• [What to produce] Beginning at the line that includes "Category: fence railing" in the entries below, print each line exactly as it appears, through the last one.

(Input records)

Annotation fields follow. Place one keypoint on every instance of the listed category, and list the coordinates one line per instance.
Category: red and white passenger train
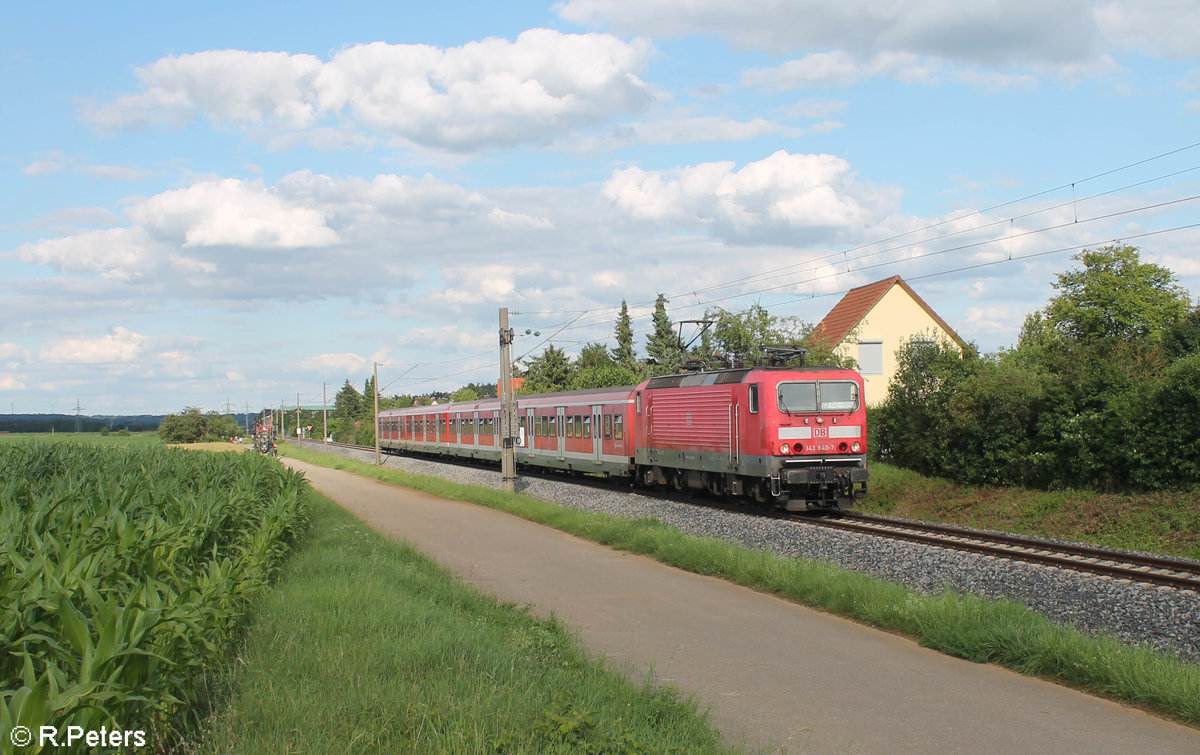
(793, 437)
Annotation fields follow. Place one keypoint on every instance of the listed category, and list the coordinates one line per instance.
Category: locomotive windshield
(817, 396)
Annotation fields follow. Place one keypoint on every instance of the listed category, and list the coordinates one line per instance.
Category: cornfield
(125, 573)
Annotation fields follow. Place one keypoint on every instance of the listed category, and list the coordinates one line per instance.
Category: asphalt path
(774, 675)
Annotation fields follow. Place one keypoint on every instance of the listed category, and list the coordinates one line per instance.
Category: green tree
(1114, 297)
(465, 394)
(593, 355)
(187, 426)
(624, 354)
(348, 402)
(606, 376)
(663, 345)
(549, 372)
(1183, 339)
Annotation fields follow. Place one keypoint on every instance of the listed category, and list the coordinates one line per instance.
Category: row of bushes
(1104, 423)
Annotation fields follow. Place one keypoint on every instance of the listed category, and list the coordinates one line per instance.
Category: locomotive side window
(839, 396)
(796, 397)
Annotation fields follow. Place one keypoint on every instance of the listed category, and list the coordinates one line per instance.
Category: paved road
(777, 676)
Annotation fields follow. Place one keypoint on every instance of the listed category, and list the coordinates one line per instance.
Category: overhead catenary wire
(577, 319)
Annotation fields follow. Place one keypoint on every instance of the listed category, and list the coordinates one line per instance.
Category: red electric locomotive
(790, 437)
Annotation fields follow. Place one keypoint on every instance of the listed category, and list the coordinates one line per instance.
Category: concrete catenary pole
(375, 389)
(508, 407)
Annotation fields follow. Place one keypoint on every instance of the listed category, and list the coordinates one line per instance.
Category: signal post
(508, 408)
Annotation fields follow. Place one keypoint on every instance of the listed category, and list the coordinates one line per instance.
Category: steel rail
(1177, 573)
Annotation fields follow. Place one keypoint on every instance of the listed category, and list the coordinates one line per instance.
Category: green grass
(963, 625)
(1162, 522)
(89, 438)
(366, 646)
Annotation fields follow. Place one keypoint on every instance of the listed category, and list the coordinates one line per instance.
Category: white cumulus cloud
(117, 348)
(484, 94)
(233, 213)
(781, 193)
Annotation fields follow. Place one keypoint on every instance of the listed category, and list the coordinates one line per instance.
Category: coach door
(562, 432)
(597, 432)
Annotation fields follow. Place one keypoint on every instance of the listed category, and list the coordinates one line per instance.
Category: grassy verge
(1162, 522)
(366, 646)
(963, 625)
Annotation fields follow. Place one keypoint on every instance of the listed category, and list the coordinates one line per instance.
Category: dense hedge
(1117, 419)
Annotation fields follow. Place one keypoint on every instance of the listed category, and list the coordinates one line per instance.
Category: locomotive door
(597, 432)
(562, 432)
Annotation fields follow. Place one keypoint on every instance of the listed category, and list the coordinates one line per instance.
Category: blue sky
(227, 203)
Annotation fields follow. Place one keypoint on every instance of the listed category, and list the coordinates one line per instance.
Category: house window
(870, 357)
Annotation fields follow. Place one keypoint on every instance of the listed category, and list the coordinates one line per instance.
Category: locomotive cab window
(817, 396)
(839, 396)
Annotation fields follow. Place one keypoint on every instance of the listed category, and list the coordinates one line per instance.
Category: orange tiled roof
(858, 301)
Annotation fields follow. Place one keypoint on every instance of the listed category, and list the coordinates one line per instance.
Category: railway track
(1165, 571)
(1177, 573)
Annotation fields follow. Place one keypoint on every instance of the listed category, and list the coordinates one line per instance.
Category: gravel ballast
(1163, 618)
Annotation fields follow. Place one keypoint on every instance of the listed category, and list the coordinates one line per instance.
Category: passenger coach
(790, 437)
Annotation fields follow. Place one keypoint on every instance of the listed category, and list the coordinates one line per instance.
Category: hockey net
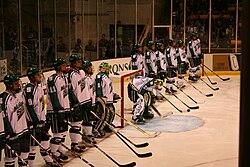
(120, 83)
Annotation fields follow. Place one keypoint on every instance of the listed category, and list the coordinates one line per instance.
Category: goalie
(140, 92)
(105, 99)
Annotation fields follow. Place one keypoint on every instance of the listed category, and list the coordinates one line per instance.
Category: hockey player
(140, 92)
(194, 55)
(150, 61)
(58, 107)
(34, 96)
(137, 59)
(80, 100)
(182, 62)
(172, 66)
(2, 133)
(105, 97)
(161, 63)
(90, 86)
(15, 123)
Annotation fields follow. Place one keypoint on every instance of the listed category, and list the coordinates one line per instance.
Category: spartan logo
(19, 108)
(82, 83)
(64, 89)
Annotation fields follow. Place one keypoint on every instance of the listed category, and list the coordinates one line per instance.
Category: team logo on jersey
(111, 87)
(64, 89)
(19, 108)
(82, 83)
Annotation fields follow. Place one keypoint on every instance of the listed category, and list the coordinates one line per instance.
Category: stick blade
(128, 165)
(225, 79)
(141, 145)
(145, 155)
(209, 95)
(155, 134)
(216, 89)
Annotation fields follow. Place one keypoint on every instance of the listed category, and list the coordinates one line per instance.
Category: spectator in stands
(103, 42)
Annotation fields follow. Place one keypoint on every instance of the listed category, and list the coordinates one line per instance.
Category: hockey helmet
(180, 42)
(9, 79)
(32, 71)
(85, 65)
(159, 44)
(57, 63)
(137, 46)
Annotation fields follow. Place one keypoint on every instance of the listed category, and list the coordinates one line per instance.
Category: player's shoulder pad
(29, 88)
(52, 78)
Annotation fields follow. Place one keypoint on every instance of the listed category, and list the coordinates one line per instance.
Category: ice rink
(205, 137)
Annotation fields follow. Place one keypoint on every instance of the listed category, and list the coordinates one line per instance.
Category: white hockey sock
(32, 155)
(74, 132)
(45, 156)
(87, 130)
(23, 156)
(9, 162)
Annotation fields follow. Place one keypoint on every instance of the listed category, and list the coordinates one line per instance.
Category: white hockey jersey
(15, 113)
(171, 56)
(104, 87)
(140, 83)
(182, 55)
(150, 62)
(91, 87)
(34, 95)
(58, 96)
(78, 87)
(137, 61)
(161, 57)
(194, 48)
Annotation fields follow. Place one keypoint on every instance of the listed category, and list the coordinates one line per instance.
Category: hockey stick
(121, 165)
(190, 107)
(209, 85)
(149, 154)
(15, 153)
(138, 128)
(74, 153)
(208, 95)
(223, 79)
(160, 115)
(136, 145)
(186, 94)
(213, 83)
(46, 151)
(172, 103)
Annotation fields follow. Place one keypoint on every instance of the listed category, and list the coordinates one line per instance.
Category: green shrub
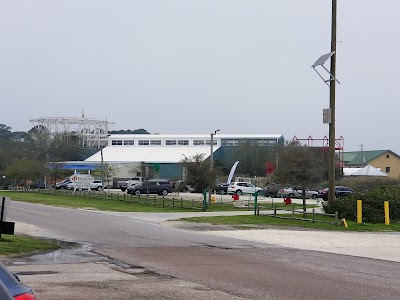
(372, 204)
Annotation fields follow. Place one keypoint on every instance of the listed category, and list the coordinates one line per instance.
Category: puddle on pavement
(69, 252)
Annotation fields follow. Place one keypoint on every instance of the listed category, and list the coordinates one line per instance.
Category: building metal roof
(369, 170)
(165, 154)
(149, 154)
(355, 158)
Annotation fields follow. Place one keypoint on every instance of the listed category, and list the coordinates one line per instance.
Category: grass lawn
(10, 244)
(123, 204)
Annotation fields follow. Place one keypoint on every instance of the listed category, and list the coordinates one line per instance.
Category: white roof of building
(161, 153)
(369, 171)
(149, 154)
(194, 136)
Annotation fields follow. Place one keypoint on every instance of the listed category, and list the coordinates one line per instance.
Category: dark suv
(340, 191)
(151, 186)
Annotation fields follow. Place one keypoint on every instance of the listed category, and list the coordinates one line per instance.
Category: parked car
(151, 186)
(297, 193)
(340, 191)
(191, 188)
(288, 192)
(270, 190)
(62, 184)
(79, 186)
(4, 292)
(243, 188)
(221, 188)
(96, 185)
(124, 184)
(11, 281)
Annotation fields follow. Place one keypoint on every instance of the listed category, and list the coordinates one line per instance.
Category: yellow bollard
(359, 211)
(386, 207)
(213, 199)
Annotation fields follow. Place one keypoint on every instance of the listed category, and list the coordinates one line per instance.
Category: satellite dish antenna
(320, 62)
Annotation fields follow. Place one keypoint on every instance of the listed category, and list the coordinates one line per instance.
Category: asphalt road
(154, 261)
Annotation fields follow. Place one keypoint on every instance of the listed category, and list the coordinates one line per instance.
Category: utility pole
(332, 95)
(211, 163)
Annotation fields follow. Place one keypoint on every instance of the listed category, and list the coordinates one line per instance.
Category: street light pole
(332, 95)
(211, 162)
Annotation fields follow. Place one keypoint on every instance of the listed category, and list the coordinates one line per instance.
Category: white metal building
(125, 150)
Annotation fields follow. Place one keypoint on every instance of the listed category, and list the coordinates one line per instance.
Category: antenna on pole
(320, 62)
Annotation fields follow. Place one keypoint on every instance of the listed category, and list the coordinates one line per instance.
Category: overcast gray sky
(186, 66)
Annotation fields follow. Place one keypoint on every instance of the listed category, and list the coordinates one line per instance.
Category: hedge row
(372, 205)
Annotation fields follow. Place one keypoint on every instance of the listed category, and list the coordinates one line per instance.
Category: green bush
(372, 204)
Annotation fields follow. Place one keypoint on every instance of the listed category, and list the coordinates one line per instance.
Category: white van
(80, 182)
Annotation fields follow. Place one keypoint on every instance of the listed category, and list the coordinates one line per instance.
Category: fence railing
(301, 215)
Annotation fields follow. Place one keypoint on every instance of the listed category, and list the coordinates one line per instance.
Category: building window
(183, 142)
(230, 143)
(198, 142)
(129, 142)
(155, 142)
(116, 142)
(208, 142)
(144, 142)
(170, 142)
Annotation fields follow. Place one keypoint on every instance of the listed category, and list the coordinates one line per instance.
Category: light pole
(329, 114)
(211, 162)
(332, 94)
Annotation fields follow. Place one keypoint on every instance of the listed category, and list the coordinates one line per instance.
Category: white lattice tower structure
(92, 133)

(End Input records)

• [The answer]
Category: fence railing
(301, 215)
Annotation fields follow. Place one keypoint on every instance of the listed category, and list the coordinates one line per instance.
Category: building window
(183, 142)
(230, 143)
(198, 142)
(129, 142)
(155, 142)
(116, 142)
(208, 142)
(144, 142)
(170, 142)
Annotation fields follow. Place one keypoint on every instance of the listed category, and list the coordinates one line per instance.
Category: light pole
(329, 114)
(211, 162)
(332, 94)
Annotation fields follow. Place one keypoint on every instance of the listed category, and list the coordinates one line per instance.
Category: white lattice tower structure
(92, 133)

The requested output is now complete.